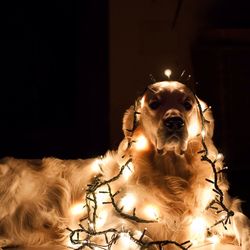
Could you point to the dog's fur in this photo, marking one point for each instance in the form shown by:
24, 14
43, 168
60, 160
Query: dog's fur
36, 195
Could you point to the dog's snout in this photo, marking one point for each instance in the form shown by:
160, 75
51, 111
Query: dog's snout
174, 123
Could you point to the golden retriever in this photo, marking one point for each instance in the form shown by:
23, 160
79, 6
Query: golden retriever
166, 176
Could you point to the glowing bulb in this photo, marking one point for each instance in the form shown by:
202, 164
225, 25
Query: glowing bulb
141, 143
128, 202
203, 133
142, 101
214, 239
96, 166
193, 128
151, 212
126, 243
220, 157
102, 196
168, 72
198, 227
102, 217
77, 209
206, 197
128, 171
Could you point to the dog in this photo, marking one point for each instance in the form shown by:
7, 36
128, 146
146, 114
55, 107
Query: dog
166, 176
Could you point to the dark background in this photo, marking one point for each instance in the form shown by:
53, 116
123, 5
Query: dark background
60, 61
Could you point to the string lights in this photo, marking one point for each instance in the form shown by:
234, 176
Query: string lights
101, 199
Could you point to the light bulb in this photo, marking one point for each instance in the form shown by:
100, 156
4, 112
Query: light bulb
214, 239
96, 166
168, 73
128, 171
102, 218
141, 143
128, 202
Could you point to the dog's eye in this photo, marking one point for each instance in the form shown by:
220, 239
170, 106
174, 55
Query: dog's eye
154, 104
187, 105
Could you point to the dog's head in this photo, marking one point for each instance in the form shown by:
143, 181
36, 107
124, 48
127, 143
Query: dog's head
169, 116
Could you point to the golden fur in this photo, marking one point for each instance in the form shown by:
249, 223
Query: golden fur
36, 195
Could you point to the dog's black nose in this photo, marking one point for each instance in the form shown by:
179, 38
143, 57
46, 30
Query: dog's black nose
174, 123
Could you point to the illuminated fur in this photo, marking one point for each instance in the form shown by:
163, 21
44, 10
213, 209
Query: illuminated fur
36, 197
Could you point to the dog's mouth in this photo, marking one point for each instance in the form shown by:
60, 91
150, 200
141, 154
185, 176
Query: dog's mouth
171, 139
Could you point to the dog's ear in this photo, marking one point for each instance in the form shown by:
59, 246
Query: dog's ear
129, 121
209, 120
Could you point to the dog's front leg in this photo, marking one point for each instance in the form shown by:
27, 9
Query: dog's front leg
242, 229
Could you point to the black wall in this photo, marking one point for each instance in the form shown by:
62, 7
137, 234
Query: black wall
54, 78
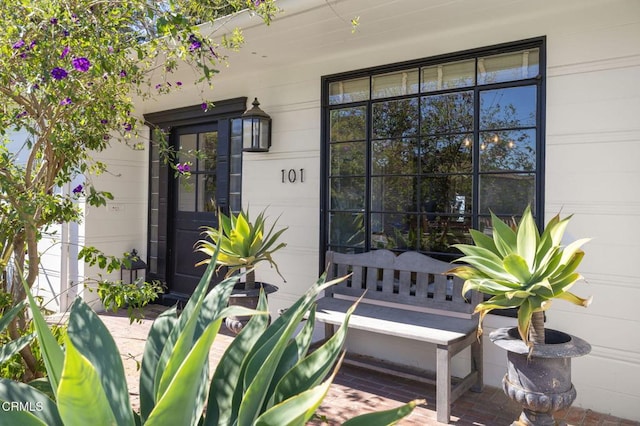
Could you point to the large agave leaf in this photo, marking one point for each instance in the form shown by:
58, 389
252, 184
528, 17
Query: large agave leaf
94, 342
52, 354
156, 339
225, 391
264, 360
517, 266
22, 418
503, 236
384, 418
310, 371
11, 390
81, 398
297, 410
527, 238
176, 406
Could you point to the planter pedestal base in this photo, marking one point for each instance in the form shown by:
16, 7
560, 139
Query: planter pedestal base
540, 381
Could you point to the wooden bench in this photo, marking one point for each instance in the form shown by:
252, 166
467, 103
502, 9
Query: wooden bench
407, 296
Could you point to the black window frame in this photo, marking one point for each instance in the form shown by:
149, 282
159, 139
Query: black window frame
326, 108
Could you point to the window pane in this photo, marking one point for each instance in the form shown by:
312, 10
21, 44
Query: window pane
508, 150
509, 66
394, 231
508, 108
395, 118
208, 148
442, 232
347, 193
188, 146
449, 113
446, 195
395, 84
393, 193
394, 156
506, 194
448, 76
347, 158
447, 154
207, 192
186, 195
346, 229
348, 124
355, 90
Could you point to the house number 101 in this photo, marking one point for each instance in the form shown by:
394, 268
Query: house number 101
291, 175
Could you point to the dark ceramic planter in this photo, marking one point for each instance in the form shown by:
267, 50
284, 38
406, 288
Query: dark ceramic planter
540, 381
247, 299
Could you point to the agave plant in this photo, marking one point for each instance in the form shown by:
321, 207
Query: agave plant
522, 269
242, 244
266, 377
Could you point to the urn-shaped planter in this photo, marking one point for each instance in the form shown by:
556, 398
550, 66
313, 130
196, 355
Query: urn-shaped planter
540, 379
247, 298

# # #

### [Instruction]
Switch "in this photo" to "in this image" everywhere in the rows above, and give all the rows again with nothing else changed. Leave the pictures out of your answer.

### [Solution for this task]
Could you point to the dog's fur in this image, marking one point for each instance in the form shown by:
24, 14
43, 168
60, 160
Query: dog's fur
36, 195
Could you point to the dog's snout in this image, marking one point for each instance in the form shown by:
160, 75
51, 111
Query: dog's snout
174, 123
Could you point to the golden retriever in this image, marking one point for each instance in the form shown by:
23, 160
79, 6
Query: golden retriever
166, 176
Could you point to the glowing bulb in this image, marking one point for each instance in the form shown by:
202, 164
225, 25
Query: glowing bulb
141, 143
128, 202
203, 133
142, 101
214, 239
96, 166
193, 128
151, 212
126, 243
220, 157
102, 196
168, 72
198, 227
102, 217
77, 209
206, 197
128, 171
Could you point to the dog in this image, marking one point for each instance in the form shown by:
7, 36
128, 146
146, 114
55, 107
Query: dog
166, 176
Could you point to the dark background in this image, marking one point for each instance in the form shown by:
53, 116
123, 5
Query: dark background
60, 61
Could you point to the string lights in this image, marking one point for each instance in the form shown by:
234, 176
Query: string lights
101, 199
Could you point to the light bulb in this image, marking one point for each instance in the form shown by:
100, 156
4, 112
Query: light bulb
214, 239
96, 166
168, 73
128, 171
102, 218
141, 143
128, 202
Could you point to the dog's eye in this image, marking one point for each instance in the form shown by:
220, 239
170, 106
174, 55
Query: dog's eye
154, 104
187, 105
Could you point to the dog's head in this image, marking one point for each instance in the form shown by:
143, 181
36, 107
124, 48
127, 143
Query: dog's head
169, 116
Could you point to the golden fur in this image, marking one point for each instance in the form shown by:
249, 223
Query: golden fur
36, 195
Could you point to the dog's black nose in this image, marking one point for each instance in the form shown by:
179, 38
143, 57
46, 30
Query: dog's black nose
174, 123
Could you point to the illuminated fur in this image, marking one point for each instance in the form shown by:
163, 21
44, 10
213, 209
Query: illuminated fur
36, 197
Could you point to the dog's mouth in this image, marking one point for each instance in the form shown by:
60, 91
150, 200
141, 154
185, 176
Query: dog's mouth
171, 139
Could you point to the dog's ear in this image, marking one point for each instance in the form shown by:
59, 246
Query: dog's ear
129, 121
209, 120
Could you point to the dog's front leg in this image, marking one point for each instance in the form shown by:
27, 9
Query: dog's front leg
242, 229
Could you point to the black wall in this image, marking one point for each instance in the form shown by:
62, 7
137, 234
Query: black wall
54, 78
Could you point to the large agave leaf in this image, marking one point for each instance in the form shown by:
58, 389
252, 184
528, 17
Query: large agave leaf
94, 342
52, 354
156, 339
225, 391
264, 360
517, 266
22, 418
503, 236
384, 418
310, 371
11, 390
81, 398
297, 410
527, 238
176, 406
Could you point to the planter pedestal base in this image, marking one point for each instance in the form shown by:
16, 7
560, 139
Query: planter pedestal base
540, 381
Could you point to the wooden bench in this image, marking one point for each instance in the form shown by:
252, 166
467, 103
502, 9
Query: wooden bench
407, 296
Could you point to the black window frame in this image, marking one point for each instance in the form shown by:
149, 282
159, 139
Query: black window frame
326, 108
Could you point to the window pane in this image, marking one point for each instance in the form shown by:
312, 10
21, 44
Query: window pane
508, 150
509, 66
394, 231
508, 108
395, 118
208, 148
442, 232
347, 193
188, 146
449, 113
446, 195
395, 84
393, 193
394, 156
506, 194
448, 76
347, 158
447, 154
207, 192
186, 195
346, 229
348, 124
355, 90
Could you point to the house number 101 in this image, marking one point for each instance in the form shown by:
394, 268
Query: house number 101
291, 175
Could you point to the dark ceramic planter in this image, marking one point for each instance in the form shown by:
267, 50
284, 38
406, 288
Query: dark ceramic planter
540, 381
247, 299
Could you point to the agave plant in this image, marking one point for each instance in the form shown by:
321, 207
Query: agave plant
522, 269
242, 244
266, 377
Could you point to the urn-shaped planter in this image, marking one point for each instance in the form shown by:
556, 398
550, 66
313, 130
196, 355
Query: urn-shaped planter
540, 379
247, 298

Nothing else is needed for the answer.